-- Work to be completed --
Please extract each line of the listing below that contains the string "helmet". Letter case counts.

-- Data for the task --
>> begin

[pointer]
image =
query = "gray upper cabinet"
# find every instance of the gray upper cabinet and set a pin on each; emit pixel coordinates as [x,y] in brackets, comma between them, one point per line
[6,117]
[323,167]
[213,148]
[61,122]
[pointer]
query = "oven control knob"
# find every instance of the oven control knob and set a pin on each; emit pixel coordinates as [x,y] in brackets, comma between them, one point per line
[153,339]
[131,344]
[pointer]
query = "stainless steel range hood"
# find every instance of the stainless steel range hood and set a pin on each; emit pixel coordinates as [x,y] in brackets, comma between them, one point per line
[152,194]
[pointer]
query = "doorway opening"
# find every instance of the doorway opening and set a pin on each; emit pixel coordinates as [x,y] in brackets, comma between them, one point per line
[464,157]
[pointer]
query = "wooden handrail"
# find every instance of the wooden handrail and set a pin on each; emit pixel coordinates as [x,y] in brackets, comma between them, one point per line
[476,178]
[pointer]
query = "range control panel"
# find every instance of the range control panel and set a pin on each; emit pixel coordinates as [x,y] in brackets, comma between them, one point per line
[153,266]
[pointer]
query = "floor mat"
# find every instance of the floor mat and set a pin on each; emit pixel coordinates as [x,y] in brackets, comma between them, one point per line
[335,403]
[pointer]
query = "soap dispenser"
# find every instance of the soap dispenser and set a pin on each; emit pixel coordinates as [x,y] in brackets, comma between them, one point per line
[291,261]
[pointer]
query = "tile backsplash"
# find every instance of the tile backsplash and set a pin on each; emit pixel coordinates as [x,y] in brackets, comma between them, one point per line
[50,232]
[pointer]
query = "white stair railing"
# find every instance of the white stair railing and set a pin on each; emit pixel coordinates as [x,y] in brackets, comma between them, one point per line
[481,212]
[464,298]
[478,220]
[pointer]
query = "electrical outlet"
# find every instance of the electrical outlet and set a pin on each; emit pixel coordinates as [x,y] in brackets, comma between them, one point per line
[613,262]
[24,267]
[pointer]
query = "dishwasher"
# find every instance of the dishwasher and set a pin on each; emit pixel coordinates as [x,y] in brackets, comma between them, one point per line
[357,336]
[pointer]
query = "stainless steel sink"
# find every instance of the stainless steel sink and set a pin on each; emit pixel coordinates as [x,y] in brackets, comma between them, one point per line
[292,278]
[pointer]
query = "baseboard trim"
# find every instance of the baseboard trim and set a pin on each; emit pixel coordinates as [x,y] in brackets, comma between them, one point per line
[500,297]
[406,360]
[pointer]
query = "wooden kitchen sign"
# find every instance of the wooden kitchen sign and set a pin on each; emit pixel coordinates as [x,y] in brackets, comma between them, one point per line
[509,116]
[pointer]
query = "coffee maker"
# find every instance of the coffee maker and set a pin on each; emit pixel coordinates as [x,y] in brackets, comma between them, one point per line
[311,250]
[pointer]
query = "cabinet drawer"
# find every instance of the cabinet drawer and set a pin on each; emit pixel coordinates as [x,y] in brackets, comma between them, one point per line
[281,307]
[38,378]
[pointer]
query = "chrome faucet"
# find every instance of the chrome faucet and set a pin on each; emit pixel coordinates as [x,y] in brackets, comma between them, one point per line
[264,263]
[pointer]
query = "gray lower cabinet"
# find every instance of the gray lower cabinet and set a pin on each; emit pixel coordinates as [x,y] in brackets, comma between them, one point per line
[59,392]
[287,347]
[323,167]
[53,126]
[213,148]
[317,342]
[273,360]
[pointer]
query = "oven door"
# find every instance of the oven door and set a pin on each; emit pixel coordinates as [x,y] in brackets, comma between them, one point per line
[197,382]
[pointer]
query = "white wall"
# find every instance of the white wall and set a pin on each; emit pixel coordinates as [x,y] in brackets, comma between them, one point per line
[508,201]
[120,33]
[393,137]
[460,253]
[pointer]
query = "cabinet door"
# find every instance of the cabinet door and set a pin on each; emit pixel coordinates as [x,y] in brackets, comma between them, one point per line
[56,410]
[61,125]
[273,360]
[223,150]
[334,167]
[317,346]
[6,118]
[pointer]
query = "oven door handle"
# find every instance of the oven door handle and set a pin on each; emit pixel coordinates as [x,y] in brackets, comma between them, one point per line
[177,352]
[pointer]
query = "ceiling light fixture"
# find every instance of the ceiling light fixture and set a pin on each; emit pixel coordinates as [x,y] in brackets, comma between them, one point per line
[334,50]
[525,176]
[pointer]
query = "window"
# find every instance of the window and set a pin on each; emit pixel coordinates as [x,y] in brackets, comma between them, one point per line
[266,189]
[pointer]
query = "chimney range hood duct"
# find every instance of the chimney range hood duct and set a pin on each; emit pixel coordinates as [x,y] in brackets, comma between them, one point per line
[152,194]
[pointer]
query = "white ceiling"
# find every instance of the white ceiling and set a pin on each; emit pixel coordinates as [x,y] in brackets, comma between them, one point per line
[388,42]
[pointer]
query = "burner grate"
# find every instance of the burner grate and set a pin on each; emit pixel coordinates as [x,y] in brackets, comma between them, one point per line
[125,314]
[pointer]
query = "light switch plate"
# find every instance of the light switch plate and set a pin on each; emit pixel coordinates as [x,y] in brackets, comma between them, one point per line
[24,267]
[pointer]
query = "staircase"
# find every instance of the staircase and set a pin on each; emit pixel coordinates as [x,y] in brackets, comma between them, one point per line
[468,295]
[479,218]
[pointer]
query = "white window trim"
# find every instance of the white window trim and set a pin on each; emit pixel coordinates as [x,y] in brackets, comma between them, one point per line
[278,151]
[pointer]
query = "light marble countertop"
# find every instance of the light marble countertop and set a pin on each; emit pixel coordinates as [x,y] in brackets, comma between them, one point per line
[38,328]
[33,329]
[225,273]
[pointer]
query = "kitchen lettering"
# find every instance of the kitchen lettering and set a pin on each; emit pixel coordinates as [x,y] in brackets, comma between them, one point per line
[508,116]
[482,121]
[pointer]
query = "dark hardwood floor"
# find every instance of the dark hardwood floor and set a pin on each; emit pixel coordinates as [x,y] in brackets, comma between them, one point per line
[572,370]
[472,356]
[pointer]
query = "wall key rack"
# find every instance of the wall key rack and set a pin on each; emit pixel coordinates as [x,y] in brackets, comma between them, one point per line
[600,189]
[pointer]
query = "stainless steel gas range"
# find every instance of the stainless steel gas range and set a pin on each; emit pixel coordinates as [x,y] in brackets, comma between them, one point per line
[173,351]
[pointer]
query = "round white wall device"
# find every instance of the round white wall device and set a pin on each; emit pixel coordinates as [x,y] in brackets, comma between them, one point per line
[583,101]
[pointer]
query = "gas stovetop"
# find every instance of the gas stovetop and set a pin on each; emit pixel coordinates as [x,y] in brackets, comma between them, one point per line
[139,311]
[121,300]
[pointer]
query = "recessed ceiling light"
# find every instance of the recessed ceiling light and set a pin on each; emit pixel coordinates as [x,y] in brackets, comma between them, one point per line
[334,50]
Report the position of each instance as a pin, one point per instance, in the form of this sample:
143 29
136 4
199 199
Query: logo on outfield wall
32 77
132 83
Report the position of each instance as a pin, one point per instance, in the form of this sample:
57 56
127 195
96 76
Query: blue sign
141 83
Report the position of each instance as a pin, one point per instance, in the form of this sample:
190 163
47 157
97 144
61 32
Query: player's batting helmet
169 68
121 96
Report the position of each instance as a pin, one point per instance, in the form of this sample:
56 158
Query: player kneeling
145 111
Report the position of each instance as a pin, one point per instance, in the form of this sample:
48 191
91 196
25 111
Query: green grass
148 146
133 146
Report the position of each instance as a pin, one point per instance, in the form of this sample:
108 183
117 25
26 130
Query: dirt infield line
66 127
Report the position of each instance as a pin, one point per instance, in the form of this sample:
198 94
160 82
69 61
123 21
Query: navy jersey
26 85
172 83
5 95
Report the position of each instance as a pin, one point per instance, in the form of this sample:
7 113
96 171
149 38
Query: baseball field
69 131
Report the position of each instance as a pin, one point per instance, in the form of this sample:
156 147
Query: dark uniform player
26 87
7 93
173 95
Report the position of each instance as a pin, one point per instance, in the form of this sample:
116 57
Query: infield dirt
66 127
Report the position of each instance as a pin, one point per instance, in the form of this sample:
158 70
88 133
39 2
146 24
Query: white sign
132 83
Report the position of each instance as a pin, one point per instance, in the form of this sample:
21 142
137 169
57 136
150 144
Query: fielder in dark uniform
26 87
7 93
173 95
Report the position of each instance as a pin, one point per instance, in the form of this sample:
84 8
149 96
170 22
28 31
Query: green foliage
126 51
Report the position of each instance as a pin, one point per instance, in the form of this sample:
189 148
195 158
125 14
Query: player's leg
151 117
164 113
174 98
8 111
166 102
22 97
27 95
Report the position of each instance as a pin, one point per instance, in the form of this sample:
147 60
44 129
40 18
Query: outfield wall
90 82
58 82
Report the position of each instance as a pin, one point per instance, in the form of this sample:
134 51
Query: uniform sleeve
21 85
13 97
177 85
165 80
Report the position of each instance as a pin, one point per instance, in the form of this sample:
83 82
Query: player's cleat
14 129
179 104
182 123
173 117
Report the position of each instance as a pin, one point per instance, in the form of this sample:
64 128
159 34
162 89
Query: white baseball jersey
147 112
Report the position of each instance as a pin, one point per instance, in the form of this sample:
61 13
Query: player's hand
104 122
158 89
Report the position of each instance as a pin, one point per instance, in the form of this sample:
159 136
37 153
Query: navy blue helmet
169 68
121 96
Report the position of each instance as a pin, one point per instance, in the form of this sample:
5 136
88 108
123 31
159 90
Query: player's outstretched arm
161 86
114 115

>> end

-- Response to the exercise --
Query: player's batting helmet
Query: navy blue helmet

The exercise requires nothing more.